● **Document**
The golden age of Bitcoin is over, but it's not because of the reason you'd think. The recent drop in the price of Bitcoin after the collapse of MtGox is irrelevant because as I've said before the price of Bitcoin is irrelevant. However, the MtGox collapse and the joint statement regarding this collapse from major players in the Bitcoin industry highlights that Bitcoin has taken a wrong turn and is now plowing ahead in the wrong direction.

Why is Bitcoin useful? If you've read my post "The Price of Bitcoins is Irrelevant" you know that I consider Bitcoin to be useful for one important function: transferring money online for the purpose of buying and selling goods and services. In the past, we've had decentralized currency exchange in the form of cash and centralized electronic currency exchange in the form of ACH transfers and credit bard payments through banks, but we haven't had a good means for currency exchange which is both electronic and decentralized. Bitcoin is useful because it provides exactly these properties, or at least it used to.

The problem with the modern Bitcoin economy is that it is becoming less and less decentralized. Much of the Bitcoin exchange is now happening through a handful of services such as MtGox and Coinbase. They are essentially taking on the role of unregulated banks and are starting to act in much the same way that banks did before regulation. The collapse of MtGox is a tale as old as money, with an origin before the rise of modern banks. Before banks as we know it existed, there were goldsmiths that would hold onto your gold and other valuables while you were off on the crusades. They provided physical security for your physical wealth in exchange for a fee. You got a paper receipt as proof of your deposit of valuables. Of course eventually someone showed up to get his gold back and found out that his piece of paper was worthless because the king had raided the vaults to finance his war efforts.

The problem with banks is when they replace your actual money with virtual money in the form of an account balance. This is a promise from the bank that they will give you back an equal amount of money as you gave them to hold. Of course, a promise is only worth anything if it's fulfilled. An account balance denominated in Bitcoins is no better than an handwritten IOU. There's no way to know if the vaults are in fact empty.

It's not necessary for Bitcoin companies to implement their services this way, by converting your actual Bitcoin assets into account balances. Bitcoin holdings are independently verifiable by examining the blockchain. Therefore the responsible way to operate is for Bitcoin companies to merely act as proxies. Rather than running the Bitcoin client yourself, a company such as Coinbase can run it for you, providing an easy to use interface, dollar/Bitcoin exchange services, and secure backups of your private keys. However, the majority of Bitcoin services don't operate this way. They do not actually keep your Bitcoins for you, instead the Bitcoins you deposit or receive as payment go into that company's account and in exchange you only get a promise. They can at any time freeze your account, become insolvent, or otherwise break their promise and thereby steal your money. As example of this problem, look at the Coinbase et. al. joint statement in the part where it calls for Bitcoin companies to have "clear policies to not use customer assets for proprietary trading or for margin loans in leveraged trading". The fact that they even have the option to do this means that Bitcoin has failed to live up to its potential. A decentralized currency shouldn't have these problems or else we're just using banks again, unregulated banks, prone to all of the failures and abuses we've come to know and fear.

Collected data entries
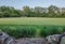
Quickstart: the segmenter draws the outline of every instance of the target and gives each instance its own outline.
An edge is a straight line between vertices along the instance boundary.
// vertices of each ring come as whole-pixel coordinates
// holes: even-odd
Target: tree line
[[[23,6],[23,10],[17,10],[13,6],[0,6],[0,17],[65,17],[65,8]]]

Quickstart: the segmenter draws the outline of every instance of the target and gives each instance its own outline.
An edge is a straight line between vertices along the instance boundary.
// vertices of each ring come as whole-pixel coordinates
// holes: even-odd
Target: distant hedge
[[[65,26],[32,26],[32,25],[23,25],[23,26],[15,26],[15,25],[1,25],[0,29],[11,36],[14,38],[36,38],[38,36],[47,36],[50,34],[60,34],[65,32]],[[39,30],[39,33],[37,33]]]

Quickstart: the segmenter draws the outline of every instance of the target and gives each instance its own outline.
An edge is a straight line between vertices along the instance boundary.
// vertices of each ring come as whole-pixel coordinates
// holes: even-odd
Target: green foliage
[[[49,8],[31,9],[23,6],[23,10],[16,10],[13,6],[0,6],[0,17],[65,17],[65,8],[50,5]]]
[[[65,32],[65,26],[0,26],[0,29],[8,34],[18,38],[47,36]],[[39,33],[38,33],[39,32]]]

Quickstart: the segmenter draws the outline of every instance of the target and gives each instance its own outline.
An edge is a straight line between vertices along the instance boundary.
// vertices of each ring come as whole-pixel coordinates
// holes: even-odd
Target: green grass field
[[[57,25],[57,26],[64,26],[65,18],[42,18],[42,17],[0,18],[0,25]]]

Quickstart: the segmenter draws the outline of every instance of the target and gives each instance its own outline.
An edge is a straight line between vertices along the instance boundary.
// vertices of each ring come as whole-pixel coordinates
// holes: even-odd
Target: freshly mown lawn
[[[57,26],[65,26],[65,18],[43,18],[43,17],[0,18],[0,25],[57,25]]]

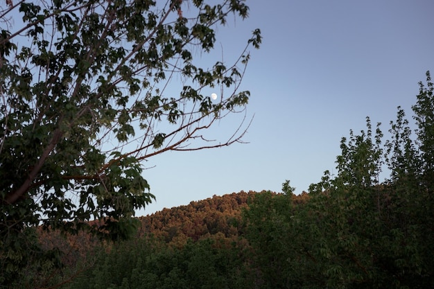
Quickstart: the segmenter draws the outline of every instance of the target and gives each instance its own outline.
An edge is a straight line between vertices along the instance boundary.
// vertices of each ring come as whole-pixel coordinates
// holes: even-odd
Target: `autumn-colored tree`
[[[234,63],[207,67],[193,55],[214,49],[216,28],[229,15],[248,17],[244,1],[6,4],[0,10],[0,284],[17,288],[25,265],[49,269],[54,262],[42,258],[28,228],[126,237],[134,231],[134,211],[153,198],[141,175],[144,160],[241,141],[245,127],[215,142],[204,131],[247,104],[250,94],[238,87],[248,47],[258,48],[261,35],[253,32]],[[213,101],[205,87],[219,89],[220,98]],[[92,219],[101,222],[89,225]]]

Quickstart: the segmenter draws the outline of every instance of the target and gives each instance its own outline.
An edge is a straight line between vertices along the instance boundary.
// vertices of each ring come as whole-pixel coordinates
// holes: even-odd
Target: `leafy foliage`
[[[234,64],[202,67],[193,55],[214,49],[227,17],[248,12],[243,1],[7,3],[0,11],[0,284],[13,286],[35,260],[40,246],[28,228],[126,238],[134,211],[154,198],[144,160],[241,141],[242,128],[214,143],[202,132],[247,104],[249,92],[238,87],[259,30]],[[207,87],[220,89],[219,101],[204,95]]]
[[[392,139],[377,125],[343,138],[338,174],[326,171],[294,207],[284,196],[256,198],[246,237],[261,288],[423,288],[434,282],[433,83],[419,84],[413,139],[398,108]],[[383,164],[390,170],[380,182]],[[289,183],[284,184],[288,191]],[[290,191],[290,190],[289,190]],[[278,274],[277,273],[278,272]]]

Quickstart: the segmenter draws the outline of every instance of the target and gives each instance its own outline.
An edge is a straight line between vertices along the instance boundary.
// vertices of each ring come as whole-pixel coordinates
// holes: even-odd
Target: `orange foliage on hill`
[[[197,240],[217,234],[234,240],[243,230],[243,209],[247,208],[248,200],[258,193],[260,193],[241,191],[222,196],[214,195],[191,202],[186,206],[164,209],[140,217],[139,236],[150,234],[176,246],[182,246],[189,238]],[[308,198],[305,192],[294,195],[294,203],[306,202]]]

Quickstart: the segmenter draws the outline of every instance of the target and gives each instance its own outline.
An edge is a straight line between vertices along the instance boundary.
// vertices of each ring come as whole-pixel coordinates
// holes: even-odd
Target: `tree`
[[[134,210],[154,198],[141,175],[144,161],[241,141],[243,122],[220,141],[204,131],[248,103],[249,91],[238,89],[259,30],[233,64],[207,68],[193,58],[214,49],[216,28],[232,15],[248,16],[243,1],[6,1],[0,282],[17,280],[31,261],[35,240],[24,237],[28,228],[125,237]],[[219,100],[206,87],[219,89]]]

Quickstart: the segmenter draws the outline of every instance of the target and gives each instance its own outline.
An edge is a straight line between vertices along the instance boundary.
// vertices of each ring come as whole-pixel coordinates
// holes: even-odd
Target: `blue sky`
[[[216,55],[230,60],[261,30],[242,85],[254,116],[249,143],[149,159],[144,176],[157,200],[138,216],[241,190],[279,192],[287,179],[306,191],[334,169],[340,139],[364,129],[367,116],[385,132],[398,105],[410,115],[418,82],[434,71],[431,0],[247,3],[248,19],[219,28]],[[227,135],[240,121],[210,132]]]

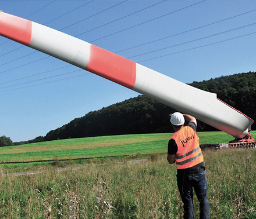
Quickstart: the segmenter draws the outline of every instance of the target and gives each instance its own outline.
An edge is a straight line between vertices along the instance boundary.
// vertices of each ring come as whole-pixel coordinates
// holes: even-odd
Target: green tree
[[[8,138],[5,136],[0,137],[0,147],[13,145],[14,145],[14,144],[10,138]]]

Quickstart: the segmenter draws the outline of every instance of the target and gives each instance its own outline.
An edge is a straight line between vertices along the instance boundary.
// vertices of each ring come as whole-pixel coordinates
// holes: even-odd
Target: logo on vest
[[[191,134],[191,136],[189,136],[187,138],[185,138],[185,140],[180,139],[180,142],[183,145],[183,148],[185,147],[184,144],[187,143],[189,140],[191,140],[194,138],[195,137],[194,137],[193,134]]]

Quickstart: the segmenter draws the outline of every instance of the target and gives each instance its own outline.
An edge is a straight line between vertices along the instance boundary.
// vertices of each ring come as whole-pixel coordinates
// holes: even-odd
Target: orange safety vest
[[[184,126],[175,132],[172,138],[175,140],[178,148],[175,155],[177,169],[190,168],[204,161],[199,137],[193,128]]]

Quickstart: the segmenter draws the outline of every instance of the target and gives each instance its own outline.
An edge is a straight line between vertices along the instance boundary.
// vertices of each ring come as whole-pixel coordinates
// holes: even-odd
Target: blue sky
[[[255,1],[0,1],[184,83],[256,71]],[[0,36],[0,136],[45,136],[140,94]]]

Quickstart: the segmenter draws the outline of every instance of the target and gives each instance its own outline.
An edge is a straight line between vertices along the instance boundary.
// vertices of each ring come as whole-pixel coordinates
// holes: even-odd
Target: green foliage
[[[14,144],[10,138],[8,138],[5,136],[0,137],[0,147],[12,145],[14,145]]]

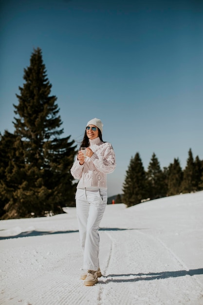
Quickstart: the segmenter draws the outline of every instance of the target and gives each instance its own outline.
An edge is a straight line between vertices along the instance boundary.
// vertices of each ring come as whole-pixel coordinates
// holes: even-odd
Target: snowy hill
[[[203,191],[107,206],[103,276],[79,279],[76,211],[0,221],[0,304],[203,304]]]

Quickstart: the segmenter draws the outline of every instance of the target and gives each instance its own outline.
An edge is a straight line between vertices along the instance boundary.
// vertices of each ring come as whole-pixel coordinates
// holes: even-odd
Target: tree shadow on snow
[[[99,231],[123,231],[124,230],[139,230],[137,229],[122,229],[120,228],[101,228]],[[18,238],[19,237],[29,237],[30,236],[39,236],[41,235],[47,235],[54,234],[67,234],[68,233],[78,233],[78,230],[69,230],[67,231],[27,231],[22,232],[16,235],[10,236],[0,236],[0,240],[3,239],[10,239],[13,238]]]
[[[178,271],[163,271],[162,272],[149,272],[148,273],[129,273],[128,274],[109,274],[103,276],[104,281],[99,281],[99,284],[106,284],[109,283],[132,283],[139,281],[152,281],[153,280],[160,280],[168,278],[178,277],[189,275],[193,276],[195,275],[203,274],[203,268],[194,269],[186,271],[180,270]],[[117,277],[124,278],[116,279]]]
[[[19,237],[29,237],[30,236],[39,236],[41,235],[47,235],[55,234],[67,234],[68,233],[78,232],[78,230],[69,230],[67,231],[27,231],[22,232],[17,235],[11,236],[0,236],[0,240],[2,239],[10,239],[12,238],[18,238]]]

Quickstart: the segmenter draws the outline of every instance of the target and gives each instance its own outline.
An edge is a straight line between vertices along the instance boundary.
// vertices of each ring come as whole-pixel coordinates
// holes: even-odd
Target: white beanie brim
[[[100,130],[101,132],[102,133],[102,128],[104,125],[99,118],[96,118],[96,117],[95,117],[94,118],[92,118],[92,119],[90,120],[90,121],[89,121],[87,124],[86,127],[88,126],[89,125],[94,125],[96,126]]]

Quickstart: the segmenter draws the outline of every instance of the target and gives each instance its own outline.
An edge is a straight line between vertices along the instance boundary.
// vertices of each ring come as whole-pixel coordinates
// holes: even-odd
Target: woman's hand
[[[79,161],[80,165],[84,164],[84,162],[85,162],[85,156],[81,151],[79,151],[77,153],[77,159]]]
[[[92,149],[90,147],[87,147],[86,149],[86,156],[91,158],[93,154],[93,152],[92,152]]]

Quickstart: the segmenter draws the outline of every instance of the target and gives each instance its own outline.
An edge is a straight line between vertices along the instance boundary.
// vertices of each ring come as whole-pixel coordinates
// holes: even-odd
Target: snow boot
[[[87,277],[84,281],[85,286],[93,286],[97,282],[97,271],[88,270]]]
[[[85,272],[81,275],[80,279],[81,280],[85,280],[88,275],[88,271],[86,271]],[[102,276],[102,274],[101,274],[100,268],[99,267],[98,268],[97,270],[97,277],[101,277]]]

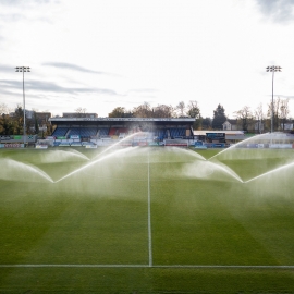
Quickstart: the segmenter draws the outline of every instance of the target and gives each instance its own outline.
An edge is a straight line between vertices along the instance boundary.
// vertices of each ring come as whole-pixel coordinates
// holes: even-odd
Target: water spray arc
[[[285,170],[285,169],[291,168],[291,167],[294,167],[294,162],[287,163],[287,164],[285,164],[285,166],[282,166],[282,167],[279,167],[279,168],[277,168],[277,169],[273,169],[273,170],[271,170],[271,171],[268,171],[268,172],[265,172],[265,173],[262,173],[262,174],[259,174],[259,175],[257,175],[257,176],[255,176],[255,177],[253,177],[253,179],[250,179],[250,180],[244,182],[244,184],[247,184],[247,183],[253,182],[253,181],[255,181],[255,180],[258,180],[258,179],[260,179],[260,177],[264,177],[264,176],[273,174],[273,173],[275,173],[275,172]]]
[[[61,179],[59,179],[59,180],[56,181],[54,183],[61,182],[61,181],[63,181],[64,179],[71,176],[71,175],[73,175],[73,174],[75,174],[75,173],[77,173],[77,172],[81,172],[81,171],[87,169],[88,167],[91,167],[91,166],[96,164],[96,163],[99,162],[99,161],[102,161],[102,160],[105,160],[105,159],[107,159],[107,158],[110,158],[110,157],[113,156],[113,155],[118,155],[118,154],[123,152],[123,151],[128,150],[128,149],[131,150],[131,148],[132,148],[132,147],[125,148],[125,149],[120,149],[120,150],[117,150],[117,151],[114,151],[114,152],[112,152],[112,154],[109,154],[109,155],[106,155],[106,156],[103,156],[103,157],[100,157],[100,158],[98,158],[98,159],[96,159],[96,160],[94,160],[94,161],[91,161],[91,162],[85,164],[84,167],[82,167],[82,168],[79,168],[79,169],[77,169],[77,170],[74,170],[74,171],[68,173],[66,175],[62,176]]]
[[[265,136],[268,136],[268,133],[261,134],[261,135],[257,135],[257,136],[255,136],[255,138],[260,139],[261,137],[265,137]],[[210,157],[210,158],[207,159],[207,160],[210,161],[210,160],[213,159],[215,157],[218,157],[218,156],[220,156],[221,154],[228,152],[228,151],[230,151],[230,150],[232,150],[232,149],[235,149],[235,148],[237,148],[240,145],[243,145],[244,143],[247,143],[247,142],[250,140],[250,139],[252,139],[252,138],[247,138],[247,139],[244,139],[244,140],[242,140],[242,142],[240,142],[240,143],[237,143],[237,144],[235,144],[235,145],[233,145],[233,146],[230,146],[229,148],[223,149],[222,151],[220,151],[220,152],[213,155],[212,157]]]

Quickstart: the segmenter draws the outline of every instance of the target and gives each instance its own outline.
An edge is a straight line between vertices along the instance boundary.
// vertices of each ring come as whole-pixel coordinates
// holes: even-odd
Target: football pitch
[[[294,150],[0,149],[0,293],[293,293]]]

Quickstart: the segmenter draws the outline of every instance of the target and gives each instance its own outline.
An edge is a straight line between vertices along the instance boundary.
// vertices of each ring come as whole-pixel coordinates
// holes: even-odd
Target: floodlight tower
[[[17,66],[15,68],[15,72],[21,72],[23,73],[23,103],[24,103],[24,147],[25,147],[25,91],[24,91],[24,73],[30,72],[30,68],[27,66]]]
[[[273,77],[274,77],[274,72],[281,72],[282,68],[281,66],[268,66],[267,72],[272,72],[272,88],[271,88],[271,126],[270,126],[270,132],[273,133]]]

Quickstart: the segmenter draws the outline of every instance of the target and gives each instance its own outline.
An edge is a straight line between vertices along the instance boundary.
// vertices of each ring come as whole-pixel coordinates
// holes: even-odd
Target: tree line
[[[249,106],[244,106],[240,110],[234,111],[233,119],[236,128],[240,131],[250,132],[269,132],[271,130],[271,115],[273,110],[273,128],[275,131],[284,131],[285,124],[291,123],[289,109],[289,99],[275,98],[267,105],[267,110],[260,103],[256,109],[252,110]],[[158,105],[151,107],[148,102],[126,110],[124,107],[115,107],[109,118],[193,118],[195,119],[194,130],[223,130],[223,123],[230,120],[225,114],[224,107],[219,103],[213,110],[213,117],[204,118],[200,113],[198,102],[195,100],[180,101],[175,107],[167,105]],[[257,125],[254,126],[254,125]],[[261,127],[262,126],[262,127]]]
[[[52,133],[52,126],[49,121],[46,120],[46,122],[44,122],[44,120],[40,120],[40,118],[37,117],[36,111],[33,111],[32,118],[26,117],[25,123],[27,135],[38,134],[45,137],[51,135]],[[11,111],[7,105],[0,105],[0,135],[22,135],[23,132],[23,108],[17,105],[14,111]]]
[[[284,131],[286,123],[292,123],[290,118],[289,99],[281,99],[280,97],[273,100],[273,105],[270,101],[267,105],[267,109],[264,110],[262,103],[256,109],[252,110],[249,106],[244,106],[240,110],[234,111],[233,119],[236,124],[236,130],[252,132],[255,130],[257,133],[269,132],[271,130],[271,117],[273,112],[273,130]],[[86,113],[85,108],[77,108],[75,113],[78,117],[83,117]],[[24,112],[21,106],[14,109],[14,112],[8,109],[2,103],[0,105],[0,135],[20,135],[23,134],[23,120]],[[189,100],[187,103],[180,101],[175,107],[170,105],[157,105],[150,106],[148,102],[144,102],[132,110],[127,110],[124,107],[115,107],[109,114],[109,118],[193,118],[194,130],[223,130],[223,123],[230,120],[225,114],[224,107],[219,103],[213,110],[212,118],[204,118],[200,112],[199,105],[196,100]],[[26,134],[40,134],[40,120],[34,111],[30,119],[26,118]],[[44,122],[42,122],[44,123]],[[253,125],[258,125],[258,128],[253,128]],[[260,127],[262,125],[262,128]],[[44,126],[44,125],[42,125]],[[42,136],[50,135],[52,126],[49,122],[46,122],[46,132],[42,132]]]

● **What the task asks**
Please list the services that the Bitcoin text says a company such as Coinbase can provide when it runs the Bitcoin client for you. The records play no part in what comes next.

● **Result of the exercise**
- An easy to use interface
- Dollar/Bitcoin exchange services
- Secure backups of your private keys